* [Your assignment]: Only lines that contain the word "rough" belong in the answer; copy them from the records below.

* [Information shown]:
• • • • •

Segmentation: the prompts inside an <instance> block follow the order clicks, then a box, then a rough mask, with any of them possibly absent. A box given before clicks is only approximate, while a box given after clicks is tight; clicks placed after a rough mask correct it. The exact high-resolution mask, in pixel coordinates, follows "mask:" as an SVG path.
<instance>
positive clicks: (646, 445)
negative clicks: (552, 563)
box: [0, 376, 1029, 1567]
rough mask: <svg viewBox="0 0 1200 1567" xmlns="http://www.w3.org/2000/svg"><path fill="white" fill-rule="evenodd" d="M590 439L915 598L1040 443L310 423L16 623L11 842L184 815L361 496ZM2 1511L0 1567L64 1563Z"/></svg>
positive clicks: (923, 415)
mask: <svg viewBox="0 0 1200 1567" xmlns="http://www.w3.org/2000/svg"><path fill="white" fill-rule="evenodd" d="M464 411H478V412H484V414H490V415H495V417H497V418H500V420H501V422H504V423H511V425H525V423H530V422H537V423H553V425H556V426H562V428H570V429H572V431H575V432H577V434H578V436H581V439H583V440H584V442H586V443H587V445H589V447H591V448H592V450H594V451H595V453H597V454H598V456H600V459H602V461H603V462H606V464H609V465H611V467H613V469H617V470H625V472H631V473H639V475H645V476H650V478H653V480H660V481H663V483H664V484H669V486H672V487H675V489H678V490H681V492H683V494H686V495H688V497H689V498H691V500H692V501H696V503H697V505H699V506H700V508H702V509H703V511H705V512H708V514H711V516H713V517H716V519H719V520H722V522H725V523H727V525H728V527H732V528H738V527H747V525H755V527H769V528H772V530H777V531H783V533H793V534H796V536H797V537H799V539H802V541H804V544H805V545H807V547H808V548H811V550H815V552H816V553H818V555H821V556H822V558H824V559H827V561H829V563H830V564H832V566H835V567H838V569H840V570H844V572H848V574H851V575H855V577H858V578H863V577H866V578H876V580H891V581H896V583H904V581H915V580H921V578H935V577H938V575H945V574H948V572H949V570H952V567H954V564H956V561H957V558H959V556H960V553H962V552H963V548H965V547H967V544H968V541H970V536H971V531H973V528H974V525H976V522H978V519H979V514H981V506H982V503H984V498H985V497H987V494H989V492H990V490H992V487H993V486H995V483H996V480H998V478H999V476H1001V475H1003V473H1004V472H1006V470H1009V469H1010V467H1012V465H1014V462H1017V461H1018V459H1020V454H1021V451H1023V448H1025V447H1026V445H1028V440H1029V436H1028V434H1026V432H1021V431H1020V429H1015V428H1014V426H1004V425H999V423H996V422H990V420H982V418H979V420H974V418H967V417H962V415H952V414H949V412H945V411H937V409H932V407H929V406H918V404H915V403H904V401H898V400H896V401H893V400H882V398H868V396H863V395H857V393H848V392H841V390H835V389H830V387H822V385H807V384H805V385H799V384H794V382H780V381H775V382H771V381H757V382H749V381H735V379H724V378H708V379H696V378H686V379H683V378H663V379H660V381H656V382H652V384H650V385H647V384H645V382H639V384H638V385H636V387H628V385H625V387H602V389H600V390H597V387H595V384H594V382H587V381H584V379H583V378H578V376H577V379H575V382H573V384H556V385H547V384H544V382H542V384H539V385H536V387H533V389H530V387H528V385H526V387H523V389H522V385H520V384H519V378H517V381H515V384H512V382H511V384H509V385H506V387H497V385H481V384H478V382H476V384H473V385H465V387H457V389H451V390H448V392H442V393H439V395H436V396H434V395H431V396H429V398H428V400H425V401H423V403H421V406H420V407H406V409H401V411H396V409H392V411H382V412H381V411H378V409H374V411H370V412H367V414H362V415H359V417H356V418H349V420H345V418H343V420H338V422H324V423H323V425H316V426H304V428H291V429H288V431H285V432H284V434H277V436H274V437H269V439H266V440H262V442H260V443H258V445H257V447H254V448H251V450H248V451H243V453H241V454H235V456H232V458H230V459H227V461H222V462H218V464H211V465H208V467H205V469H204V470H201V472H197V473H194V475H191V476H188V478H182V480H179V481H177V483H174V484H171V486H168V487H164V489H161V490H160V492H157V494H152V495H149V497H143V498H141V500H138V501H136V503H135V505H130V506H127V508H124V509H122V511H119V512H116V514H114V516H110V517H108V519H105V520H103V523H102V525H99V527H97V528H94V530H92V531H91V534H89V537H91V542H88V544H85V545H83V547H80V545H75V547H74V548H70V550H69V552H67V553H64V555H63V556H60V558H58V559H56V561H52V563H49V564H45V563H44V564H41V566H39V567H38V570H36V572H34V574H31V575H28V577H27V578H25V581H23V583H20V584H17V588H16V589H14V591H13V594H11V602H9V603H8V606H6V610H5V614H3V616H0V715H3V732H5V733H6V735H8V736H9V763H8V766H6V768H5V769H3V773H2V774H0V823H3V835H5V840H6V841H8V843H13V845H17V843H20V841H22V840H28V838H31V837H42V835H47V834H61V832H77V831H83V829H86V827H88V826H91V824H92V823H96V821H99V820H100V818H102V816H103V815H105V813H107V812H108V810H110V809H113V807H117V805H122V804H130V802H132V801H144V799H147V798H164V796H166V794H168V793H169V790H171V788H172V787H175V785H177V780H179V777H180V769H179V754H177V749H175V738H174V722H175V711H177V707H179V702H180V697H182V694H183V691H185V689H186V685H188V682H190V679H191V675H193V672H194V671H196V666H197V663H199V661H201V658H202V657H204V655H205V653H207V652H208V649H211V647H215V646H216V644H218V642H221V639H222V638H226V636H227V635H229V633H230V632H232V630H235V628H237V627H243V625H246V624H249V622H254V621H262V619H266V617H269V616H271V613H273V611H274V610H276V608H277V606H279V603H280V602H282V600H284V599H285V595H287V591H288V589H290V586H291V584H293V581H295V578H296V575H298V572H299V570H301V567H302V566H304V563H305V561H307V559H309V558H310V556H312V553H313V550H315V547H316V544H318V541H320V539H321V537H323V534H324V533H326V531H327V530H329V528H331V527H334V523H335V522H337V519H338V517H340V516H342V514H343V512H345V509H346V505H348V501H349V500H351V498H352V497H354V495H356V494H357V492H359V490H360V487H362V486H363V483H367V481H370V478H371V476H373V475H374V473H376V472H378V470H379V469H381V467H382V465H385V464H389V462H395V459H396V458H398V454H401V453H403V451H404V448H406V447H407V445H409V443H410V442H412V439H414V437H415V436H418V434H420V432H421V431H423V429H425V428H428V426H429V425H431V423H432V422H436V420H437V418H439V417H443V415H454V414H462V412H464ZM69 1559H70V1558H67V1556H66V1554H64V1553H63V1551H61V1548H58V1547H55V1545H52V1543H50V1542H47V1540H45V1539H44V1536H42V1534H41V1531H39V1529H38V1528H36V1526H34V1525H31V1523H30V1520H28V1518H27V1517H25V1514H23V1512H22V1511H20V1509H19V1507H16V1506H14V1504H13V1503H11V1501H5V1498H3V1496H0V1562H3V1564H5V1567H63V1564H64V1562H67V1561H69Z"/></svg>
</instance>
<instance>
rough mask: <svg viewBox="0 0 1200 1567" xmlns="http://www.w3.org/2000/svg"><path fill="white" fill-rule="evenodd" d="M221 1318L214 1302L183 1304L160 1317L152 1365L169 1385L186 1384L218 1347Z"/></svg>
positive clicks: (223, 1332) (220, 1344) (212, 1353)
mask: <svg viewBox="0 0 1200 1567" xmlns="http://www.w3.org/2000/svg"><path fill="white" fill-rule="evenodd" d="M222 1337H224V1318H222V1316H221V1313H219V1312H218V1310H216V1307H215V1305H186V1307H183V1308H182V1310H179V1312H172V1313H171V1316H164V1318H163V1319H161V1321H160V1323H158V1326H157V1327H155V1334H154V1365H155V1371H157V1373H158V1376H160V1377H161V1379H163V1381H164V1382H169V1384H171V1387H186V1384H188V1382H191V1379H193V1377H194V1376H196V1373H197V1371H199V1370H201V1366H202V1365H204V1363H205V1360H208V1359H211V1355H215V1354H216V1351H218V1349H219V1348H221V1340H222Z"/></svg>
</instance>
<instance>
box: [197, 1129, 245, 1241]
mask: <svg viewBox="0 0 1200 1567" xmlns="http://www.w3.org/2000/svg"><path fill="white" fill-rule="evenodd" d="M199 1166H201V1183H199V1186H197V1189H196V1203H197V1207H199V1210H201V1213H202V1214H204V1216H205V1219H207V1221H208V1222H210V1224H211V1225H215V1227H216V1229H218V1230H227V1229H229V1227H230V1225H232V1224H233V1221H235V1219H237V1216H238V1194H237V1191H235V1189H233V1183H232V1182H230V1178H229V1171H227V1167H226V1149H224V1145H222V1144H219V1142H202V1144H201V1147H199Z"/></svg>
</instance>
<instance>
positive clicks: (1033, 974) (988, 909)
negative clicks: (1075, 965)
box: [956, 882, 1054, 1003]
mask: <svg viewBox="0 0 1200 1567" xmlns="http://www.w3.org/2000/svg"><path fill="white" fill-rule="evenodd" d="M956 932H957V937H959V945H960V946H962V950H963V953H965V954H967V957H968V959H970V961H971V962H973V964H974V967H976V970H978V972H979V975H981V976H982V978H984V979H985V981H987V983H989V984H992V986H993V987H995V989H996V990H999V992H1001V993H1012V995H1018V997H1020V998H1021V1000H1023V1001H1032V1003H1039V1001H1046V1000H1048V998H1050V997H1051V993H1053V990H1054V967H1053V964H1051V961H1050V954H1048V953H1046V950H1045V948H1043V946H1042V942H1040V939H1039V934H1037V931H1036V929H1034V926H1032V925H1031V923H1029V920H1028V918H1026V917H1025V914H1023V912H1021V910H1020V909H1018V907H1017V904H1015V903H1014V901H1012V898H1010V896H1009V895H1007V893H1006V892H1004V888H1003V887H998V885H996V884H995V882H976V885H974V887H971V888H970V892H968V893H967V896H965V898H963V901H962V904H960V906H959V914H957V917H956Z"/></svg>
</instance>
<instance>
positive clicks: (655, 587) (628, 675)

• • • • •

* [Answer space]:
Segmentation: the prompts inside an <instance> block follow the order clicks, then a box, then a rough mask, with any of them possibly absent. A box given before clicks is only approximate, while a box given after clicks is tight; clicks placed after a rough mask correct it. The exact high-resolution mask, in pixel coordinates, follows "mask:" as an SVG path.
rough mask: <svg viewBox="0 0 1200 1567" xmlns="http://www.w3.org/2000/svg"><path fill="white" fill-rule="evenodd" d="M590 439L915 598L1040 443L310 423L16 623L11 842L184 815L361 496ZM2 1511L0 1567L64 1563Z"/></svg>
rough mask: <svg viewBox="0 0 1200 1567" xmlns="http://www.w3.org/2000/svg"><path fill="white" fill-rule="evenodd" d="M221 1318L214 1302L183 1304L160 1317L152 1365L169 1385L186 1384L218 1347Z"/></svg>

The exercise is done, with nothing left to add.